TASK :: Swap "devastating" for "crushing" in the passage of the review of Epileptic below that runs from "A journey through" to "the author's past.", and give that passage again.

Saturday, January 21, 2012

Review: Epileptic


A journey through the devastating effects of sickness on a family, and a contemplation on all of the ways a person can be ill, Epileptic travels the dark roads of the author's past. 
Author David B. recounts his childhood and young adulthood dealing with his older brother, Jean-Francois', disease, epilepsy.  Diagnosed as a child in France during the late 60s, Jean-Francois' forward-thinking intellectual family hesitate to put his health into the hands of western medicine.  Instead they embark on a decades long exploration of eastern, religious, and alternative medicine....each one more disppointing than the last.  Initially close as children, Jean-Francois' illness slowly destroys the relationship shared with his brother, as feelings of despair, guilt, and blame pervade young David's mind, the question of Jean-Francois' involvement in his illness haunting him his entire life.  

As an epileptic and a person who deals with seizures on a daily basis, I closely relate with the family's heartbreaking search for a cure.  Jean-Francois' mind and eventually his body are being destroyed by his violent episodes.  Over time, Jean-Francois evolves from a victim of disease, to a villain dragging his family down with him.  While his mother, father, brother, and sister valiantly fight and sacrifice in order to restore his health, Jean-Francois gives up, preferring to be taken care of rather that reclaim his adult life.

SUPPLIED DATA ::
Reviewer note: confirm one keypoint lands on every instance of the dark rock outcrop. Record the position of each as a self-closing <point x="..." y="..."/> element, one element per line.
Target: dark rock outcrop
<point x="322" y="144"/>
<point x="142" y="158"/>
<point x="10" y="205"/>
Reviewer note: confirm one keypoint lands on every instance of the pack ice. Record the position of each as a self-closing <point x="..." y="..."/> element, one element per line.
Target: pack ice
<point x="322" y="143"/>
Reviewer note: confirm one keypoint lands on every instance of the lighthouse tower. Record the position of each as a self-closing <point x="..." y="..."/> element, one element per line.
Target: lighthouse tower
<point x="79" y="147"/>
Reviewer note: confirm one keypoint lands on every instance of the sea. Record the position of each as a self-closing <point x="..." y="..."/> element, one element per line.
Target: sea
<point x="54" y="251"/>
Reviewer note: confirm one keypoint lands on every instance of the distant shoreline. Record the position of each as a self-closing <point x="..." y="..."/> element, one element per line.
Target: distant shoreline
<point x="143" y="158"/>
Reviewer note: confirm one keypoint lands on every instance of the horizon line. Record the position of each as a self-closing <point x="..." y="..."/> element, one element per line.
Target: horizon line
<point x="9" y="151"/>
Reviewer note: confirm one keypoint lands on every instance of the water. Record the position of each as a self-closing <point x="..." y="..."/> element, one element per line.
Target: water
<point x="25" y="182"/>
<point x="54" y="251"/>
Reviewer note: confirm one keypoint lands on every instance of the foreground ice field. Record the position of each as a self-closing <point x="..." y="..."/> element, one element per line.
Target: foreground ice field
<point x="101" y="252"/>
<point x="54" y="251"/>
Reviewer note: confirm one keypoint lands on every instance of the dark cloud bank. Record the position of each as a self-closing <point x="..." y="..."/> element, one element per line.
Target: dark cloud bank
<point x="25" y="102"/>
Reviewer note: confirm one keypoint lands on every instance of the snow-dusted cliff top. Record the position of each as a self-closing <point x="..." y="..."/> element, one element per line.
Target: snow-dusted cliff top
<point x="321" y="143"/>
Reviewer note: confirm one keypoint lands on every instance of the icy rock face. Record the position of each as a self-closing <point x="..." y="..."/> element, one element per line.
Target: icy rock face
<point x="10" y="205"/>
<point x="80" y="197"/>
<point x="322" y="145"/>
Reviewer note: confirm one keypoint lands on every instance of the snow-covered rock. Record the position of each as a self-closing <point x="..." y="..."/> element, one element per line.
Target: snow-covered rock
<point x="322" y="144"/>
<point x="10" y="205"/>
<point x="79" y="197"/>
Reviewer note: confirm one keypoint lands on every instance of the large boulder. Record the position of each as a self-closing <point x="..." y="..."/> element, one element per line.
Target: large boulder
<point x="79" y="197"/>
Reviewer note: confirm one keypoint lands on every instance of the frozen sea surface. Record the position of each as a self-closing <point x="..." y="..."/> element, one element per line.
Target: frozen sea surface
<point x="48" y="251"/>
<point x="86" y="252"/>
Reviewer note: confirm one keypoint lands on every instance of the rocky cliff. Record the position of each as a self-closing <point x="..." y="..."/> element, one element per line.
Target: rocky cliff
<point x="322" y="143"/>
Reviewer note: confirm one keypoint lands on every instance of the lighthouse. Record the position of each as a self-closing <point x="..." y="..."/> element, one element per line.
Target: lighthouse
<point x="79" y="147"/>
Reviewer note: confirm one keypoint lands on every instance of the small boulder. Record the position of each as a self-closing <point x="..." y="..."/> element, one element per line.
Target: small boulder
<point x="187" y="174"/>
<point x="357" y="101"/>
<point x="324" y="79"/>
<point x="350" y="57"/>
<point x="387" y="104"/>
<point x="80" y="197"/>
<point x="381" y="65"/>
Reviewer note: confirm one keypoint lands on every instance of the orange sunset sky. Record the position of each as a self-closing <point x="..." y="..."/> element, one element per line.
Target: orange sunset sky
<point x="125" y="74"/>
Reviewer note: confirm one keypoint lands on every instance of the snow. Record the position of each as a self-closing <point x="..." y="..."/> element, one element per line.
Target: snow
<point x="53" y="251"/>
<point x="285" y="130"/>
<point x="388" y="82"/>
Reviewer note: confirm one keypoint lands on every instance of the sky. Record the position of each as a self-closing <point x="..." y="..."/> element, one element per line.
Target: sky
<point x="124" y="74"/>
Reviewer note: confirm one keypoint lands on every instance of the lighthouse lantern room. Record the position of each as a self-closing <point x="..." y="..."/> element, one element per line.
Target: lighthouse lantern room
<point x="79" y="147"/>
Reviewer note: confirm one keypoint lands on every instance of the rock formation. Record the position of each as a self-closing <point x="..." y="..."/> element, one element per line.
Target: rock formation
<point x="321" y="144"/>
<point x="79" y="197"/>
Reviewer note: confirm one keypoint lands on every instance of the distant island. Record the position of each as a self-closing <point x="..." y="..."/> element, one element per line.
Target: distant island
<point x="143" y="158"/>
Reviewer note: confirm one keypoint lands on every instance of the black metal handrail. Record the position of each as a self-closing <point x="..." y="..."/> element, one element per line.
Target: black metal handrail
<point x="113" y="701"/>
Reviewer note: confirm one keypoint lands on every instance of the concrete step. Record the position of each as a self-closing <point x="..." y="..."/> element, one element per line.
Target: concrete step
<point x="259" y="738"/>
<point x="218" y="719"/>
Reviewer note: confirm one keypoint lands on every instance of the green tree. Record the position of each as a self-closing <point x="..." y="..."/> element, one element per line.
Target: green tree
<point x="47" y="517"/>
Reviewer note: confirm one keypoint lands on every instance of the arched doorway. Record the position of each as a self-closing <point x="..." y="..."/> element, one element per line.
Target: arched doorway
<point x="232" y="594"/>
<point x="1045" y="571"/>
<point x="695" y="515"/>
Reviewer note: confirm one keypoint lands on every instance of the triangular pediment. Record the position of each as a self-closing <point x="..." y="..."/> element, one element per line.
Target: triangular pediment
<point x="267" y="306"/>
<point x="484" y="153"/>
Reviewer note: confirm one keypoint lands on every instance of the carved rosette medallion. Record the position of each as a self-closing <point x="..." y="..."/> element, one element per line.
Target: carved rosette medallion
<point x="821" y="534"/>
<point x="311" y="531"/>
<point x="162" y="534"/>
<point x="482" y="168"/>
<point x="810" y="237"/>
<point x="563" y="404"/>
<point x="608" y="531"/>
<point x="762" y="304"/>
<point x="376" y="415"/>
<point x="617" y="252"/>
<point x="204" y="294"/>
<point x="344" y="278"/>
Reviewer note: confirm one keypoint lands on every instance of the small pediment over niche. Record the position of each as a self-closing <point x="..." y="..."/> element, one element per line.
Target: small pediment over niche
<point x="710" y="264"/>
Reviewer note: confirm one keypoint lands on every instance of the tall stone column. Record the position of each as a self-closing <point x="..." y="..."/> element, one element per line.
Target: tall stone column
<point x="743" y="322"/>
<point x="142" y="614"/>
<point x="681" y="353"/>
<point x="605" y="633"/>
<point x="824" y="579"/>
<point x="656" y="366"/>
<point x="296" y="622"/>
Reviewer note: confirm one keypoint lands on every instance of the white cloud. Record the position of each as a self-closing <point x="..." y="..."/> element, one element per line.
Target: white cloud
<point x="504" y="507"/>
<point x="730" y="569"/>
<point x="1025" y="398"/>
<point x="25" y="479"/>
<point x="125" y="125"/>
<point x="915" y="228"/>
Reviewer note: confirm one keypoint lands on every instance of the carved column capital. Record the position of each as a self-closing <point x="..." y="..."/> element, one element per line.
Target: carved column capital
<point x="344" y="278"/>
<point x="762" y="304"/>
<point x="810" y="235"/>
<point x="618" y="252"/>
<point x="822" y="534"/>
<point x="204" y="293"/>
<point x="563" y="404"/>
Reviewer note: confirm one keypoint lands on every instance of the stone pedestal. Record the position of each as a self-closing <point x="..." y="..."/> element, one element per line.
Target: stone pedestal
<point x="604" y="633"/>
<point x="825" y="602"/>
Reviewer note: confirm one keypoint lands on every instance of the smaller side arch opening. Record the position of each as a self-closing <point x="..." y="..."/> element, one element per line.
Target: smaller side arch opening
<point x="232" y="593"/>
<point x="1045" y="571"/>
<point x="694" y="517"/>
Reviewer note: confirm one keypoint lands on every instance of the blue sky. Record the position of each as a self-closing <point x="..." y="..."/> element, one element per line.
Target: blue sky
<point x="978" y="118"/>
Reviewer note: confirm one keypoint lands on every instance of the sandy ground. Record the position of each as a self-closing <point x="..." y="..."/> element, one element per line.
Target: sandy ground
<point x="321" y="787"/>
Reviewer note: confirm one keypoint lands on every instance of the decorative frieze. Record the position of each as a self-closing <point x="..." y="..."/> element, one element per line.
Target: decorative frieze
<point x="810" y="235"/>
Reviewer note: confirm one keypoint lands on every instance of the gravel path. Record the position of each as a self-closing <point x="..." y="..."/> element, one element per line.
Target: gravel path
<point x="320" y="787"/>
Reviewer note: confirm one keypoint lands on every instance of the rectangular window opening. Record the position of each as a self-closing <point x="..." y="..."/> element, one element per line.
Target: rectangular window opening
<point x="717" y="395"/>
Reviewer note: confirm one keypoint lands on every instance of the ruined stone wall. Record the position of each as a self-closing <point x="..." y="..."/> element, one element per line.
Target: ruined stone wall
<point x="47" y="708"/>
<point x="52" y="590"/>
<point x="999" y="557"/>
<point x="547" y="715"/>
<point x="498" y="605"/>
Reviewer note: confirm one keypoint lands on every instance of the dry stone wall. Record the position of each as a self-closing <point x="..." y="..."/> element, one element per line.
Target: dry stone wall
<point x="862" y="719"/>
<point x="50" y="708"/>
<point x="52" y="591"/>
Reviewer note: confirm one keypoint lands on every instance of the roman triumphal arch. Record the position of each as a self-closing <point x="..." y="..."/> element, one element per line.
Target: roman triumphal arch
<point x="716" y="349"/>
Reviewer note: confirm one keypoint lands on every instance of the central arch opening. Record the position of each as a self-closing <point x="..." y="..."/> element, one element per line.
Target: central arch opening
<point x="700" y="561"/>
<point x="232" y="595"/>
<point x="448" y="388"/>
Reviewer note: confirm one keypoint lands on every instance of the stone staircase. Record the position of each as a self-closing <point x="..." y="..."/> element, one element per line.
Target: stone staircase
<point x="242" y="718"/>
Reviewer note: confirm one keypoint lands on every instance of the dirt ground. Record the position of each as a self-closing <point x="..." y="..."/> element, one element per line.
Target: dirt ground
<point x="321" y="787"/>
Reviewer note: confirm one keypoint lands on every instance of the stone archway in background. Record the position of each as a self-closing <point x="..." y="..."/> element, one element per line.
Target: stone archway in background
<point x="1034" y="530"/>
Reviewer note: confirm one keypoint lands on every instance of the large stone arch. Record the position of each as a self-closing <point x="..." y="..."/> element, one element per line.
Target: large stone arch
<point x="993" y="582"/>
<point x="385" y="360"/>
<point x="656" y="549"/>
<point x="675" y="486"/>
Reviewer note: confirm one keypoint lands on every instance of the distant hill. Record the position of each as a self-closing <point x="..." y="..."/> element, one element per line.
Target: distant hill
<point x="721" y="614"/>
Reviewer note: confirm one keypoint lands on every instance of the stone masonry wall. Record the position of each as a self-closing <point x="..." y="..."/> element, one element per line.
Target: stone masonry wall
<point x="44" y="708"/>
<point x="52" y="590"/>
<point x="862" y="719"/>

RESULT FOR THIS EXERCISE ::
A journey through the crushing effects of sickness on a family, and a contemplation on all of the ways a person can be ill, Epileptic travels the dark roads of the author's past.